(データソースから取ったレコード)
* * * * *
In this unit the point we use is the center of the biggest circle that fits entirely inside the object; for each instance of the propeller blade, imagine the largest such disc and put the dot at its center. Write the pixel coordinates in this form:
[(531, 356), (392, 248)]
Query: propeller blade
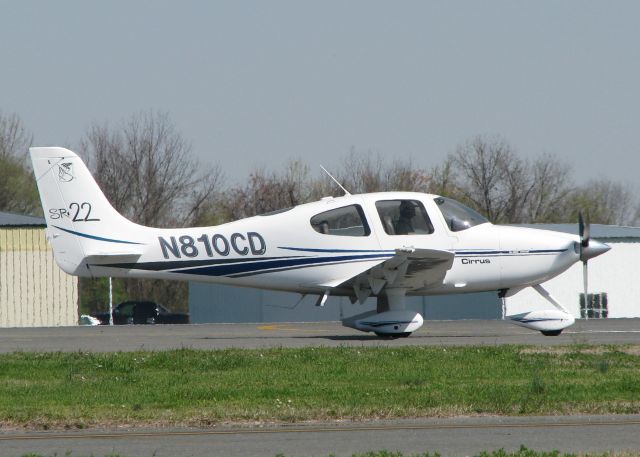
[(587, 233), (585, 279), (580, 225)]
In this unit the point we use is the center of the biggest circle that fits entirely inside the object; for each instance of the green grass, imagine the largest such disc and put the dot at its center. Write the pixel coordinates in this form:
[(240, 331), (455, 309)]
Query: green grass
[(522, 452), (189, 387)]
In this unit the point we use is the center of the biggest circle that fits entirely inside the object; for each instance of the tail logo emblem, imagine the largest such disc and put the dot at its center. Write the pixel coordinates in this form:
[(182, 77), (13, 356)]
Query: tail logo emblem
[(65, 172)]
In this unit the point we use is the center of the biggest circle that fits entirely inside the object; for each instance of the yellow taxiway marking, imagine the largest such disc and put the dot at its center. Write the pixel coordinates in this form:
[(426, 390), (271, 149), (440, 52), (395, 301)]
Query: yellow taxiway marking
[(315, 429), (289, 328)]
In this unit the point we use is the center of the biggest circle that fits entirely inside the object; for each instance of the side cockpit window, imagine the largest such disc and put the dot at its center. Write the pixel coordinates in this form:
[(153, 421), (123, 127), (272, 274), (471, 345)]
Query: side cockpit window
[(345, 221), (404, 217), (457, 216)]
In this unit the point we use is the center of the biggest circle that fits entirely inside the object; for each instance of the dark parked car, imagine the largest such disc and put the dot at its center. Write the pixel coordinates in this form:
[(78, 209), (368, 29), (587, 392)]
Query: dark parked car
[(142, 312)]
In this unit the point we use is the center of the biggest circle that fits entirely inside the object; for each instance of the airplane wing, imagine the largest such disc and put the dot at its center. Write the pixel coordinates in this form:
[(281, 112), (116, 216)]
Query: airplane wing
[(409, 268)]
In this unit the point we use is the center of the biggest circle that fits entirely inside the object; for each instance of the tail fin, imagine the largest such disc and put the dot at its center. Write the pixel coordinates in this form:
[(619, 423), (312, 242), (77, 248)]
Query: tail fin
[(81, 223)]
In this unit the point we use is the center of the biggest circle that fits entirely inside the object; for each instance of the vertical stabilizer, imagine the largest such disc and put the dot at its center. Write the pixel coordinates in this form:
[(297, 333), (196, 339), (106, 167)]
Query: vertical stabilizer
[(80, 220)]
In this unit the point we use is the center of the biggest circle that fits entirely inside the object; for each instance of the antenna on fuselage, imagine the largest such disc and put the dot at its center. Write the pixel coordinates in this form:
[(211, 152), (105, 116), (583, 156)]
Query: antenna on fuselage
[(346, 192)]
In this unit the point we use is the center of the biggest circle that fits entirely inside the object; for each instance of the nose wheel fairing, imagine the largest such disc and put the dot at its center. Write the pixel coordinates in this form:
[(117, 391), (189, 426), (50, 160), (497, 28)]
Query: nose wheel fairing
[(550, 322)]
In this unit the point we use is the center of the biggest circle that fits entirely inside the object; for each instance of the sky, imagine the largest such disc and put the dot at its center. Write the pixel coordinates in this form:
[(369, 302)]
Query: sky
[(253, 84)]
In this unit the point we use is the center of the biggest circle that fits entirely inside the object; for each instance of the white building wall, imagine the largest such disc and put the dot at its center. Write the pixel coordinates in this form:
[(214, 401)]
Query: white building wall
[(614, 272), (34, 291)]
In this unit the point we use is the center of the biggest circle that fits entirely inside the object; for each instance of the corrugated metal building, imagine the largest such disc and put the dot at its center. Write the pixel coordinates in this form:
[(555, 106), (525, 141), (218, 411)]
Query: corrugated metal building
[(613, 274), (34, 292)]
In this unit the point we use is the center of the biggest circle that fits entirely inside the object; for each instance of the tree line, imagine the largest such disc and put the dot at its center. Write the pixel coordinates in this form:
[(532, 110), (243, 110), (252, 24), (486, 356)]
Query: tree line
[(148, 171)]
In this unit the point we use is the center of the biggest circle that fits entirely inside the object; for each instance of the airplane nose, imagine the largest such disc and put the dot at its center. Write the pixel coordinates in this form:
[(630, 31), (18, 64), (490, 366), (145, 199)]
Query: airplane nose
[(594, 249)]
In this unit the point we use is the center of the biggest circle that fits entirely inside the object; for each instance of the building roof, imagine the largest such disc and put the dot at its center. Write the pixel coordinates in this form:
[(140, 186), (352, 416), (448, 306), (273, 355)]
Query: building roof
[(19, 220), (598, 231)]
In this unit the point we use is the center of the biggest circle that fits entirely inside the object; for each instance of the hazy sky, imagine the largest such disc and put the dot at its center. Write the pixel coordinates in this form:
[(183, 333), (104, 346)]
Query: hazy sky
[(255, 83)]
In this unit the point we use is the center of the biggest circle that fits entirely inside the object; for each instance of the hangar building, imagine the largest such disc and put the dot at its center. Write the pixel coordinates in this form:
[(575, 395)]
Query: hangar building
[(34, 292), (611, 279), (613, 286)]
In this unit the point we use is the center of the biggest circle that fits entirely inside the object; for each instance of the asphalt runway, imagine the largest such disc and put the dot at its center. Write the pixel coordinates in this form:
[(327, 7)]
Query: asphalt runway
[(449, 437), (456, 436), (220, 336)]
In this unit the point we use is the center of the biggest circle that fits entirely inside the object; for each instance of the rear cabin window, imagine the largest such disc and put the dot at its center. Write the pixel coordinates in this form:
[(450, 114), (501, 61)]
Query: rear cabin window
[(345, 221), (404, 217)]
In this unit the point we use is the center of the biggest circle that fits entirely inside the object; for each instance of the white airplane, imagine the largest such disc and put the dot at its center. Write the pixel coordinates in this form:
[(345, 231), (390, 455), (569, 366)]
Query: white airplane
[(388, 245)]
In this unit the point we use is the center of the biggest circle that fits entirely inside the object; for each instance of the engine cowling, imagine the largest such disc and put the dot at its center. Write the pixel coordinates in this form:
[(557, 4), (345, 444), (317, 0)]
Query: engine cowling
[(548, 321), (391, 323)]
* * * * *
**課題の説明:**
上のレコードをすべて、空行を除き、「番号」と「レコードの行」の二列からなるMarkdownの表として示せ。画像は回答に含めないこと。

**課題の結果:**
| 番号 | レコードの行 |
|---|---|
| 1 | In this unit the point we use is the center of the biggest circle that fits entirely inside the object; for each instance of the propeller blade, imagine the largest such disc and put the dot at its center. Write the pixel coordinates in this form: |
| 2 | [(531, 356), (392, 248)] |
| 3 | Query: propeller blade |
| 4 | [(587, 233), (585, 279), (580, 225)] |
| 5 | In this unit the point we use is the center of the biggest circle that fits entirely inside the object; for each instance of the green grass, imagine the largest such disc and put the dot at its center. Write the pixel coordinates in this form: |
| 6 | [(240, 331), (455, 309)] |
| 7 | Query: green grass |
| 8 | [(522, 452), (189, 387)] |
| 9 | In this unit the point we use is the center of the biggest circle that fits entirely inside the object; for each instance of the tail logo emblem, imagine the largest such disc and put the dot at its center. Write the pixel coordinates in this form: |
| 10 | [(182, 77), (13, 356)] |
| 11 | Query: tail logo emblem |
| 12 | [(65, 172)] |
| 13 | In this unit the point we use is the center of the biggest circle that fits entirely inside the object; for each instance of the yellow taxiway marking, imagine the largest such disc and put the dot at its center. Write the pixel coordinates in this form: |
| 14 | [(426, 390), (271, 149), (440, 52), (395, 301)] |
| 15 | Query: yellow taxiway marking |
| 16 | [(315, 429), (289, 328)] |
| 17 | In this unit the point we use is the center of the biggest circle that fits entirely inside the object; for each instance of the side cockpit window, imagine the largest such disc and put the dot at its center. Write the pixel coordinates in this form: |
| 18 | [(153, 421), (123, 127), (272, 274), (471, 345)] |
| 19 | Query: side cockpit window |
| 20 | [(345, 221), (404, 217), (457, 216)] |
| 21 | In this unit the point we use is the center of the biggest circle that fits entirely inside the object; for each instance of the dark parked car, imagine the largest such disc and put the dot at its center. Write the pixel coordinates in this form: |
| 22 | [(78, 209), (368, 29), (587, 392)] |
| 23 | Query: dark parked car |
| 24 | [(142, 312)] |
| 25 | In this unit the point we use is the center of the biggest circle that fits entirely inside the object; for each instance of the airplane wing, imagine the largest such disc and put the dot at its center. Write the pixel coordinates in this form: |
| 26 | [(281, 112), (116, 216)] |
| 27 | Query: airplane wing |
| 28 | [(409, 268)] |
| 29 | In this unit the point we use is the center of the biggest circle that fits entirely inside the object; for each instance of the tail fin, imagine the largest such disc and put the dot at its center. Write the pixel coordinates in this form: |
| 30 | [(619, 423), (312, 242), (77, 248)] |
| 31 | Query: tail fin |
| 32 | [(81, 223)] |
| 33 | In this unit the point we use is the center of the biggest circle that fits entirely inside the object; for each instance of the vertical stabilizer, imagine the largest such disc and put the dot at its center. Write the pixel coordinates in this form: |
| 34 | [(297, 333), (196, 339), (106, 167)] |
| 35 | Query: vertical stabilizer |
| 36 | [(80, 220)] |
| 37 | In this unit the point we use is the center of the biggest circle that fits entirely inside the object; for each instance of the antenna on fuselage, imagine the largest such disc and put the dot at its center. Write the pixel coordinates in this form: |
| 38 | [(211, 152), (105, 116), (583, 156)] |
| 39 | Query: antenna on fuselage |
| 40 | [(346, 192)] |
| 41 | In this unit the point we use is the center of the biggest circle that fits entirely inside the object; for each instance of the nose wheel fairing, imagine the largest such disc and put the dot at its center. Write the pixel coordinates in this form: |
| 42 | [(117, 391), (189, 426), (50, 160), (497, 28)] |
| 43 | Query: nose wheel fairing |
| 44 | [(550, 322)] |
| 45 | In this unit the point we use is the center of the biggest circle that fits entirely inside the object; for each instance of the sky, imagine the largest such disc and put the dot at its center. Write the pixel coordinates in this form: |
| 46 | [(369, 302)] |
| 47 | Query: sky |
| 48 | [(253, 84)] |
| 49 | In this unit the point we use is the center of the biggest circle that fits entirely inside the object; for each instance of the white building wall, imagine the largest such disc and put the dot at its center. Write the pixel coordinates in this form: |
| 50 | [(214, 401)] |
| 51 | Query: white building wall |
| 52 | [(614, 272), (34, 291)] |
| 53 | In this unit the point we use is the center of the biggest circle that fits entirely inside the object; for each instance of the corrugated metal building, imagine the largest such disc and put the dot at its center. Write the pixel coordinates in this form: |
| 54 | [(555, 106), (525, 141), (218, 411)] |
| 55 | Query: corrugated metal building |
| 56 | [(613, 274), (34, 292)] |
| 57 | In this unit the point we use is the center of the biggest circle that fits entirely inside the object; for each instance of the tree line, imagine the largest such disc and put the dot at its center. Write the pixel coordinates in this form: |
| 58 | [(532, 110), (243, 110), (252, 24), (486, 356)] |
| 59 | Query: tree line |
| 60 | [(148, 171)] |
| 61 | In this unit the point we use is the center of the biggest circle that fits entirely inside the object; for each instance of the airplane nose, imagine the largest such disc and put the dot at its center. Write the pixel coordinates in this form: |
| 62 | [(630, 31), (18, 64), (490, 366), (145, 199)] |
| 63 | Query: airplane nose |
| 64 | [(594, 249)] |
| 65 | In this unit the point we use is the center of the biggest circle that fits entirely inside the object; for each instance of the building roof, imagine the largest such disc and put the dot at its center. Write the pixel coordinates in this form: |
| 66 | [(140, 186), (352, 416), (448, 306), (273, 355)] |
| 67 | Query: building roof |
| 68 | [(19, 220), (598, 231)] |
| 69 | In this unit the point we use is the center of the biggest circle that fits entirely inside the object; for each instance of the hazy sky, imagine the largest such disc and put the dot at its center. Write the pixel coordinates in this form: |
| 70 | [(183, 333), (104, 346)] |
| 71 | Query: hazy sky |
| 72 | [(255, 83)] |
| 73 | In this unit the point we use is the center of the biggest circle that fits entirely inside the object; for each instance of the hangar building, imagine the largest such disc and put the dot at its center. Write the pixel coordinates in this form: |
| 74 | [(575, 395)] |
| 75 | Query: hangar building |
| 76 | [(34, 292), (611, 279), (613, 286)] |
| 77 | In this unit the point we use is the center of the biggest circle that fits entirely inside the object; for each instance of the asphalt runway, imagine the largest such disc and put the dot at its center. Write the pixel coordinates in this form: |
| 78 | [(327, 7)] |
| 79 | Query: asphalt runway |
| 80 | [(449, 437), (456, 436), (220, 336)] |
| 81 | In this unit the point we use is the center of the biggest circle that fits entirely inside the object; for each instance of the rear cabin window, imagine the largest such disc and put the dot at its center. Write the pixel coordinates in this form: |
| 82 | [(450, 114), (501, 61)] |
| 83 | Query: rear cabin window |
| 84 | [(345, 221), (404, 217)] |
| 85 | In this unit the point we use is the center of the biggest circle that fits entirely inside the object; for each instance of the white airplane, imagine the largest such disc and put the dot at its center. Write the pixel coordinates in this form: |
| 86 | [(345, 231), (390, 455), (569, 366)] |
| 87 | Query: white airplane |
| 88 | [(388, 245)] |
| 89 | In this unit the point we use is the center of the biggest circle that fits entirely inside the object; for each instance of the engine cowling, imagine the largest such disc and put the dot at its center. Write the pixel coordinates in this form: |
| 90 | [(557, 4), (345, 444), (317, 0)] |
| 91 | Query: engine cowling |
| 92 | [(548, 321), (391, 323)] |